■ TASK INPUT:
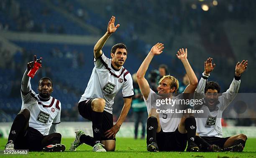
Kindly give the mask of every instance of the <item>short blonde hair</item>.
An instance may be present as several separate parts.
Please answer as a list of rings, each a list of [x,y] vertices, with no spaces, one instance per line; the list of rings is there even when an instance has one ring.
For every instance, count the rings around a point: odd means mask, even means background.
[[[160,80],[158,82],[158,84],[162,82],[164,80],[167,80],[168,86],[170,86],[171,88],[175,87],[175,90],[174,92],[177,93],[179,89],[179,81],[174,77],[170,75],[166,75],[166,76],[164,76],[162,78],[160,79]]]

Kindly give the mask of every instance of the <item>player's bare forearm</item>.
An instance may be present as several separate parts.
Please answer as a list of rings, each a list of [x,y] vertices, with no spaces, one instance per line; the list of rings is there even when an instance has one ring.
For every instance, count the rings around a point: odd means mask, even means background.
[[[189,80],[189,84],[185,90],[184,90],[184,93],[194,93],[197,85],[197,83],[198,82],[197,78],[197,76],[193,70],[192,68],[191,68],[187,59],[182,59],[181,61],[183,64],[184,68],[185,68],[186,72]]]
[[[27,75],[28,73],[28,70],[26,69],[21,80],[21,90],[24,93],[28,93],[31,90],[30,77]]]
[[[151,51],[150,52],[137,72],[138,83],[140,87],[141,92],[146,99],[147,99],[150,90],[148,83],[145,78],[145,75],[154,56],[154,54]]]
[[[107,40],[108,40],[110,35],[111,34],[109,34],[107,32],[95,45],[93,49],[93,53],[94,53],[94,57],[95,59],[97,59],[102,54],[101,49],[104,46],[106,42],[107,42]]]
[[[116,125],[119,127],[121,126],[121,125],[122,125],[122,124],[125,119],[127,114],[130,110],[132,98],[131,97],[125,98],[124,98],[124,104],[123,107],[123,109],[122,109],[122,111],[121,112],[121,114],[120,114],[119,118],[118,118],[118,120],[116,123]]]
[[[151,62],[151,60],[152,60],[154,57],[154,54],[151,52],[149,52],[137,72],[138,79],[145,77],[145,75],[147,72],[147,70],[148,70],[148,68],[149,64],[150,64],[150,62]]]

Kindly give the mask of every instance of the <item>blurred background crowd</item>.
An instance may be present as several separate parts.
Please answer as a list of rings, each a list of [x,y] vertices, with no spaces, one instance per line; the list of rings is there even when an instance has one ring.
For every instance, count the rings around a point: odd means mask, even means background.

==

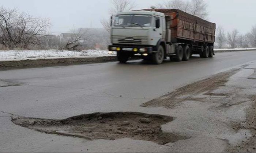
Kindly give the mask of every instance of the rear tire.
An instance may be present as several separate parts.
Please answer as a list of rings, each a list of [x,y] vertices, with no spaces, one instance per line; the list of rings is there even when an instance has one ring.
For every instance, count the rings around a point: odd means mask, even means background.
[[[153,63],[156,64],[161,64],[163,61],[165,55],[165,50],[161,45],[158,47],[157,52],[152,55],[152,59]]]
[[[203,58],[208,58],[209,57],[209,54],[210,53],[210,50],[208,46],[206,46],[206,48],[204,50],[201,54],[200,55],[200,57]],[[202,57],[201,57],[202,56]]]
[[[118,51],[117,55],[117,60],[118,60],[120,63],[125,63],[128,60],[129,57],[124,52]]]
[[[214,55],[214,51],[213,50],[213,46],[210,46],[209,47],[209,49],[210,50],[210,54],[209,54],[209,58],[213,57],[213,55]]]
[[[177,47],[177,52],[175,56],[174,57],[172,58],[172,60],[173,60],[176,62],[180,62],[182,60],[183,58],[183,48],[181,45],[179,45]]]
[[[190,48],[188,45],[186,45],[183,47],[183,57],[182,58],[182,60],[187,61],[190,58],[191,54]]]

■ GOAL: From the material above, pull out each line that contains the string "give". Treat uppercase and lowercase letters as distinct.

■ RESULT BELOW:
Kindly give the mask of every instance of the <item>short blonde hair</item>.
Kindly give the mask of every instance of the <item>player's bare forearm</item>.
Kindly give the mask of every instance of the <item>blurred background crowd</item>.
Kindly give the mask of every instance of the rear tire.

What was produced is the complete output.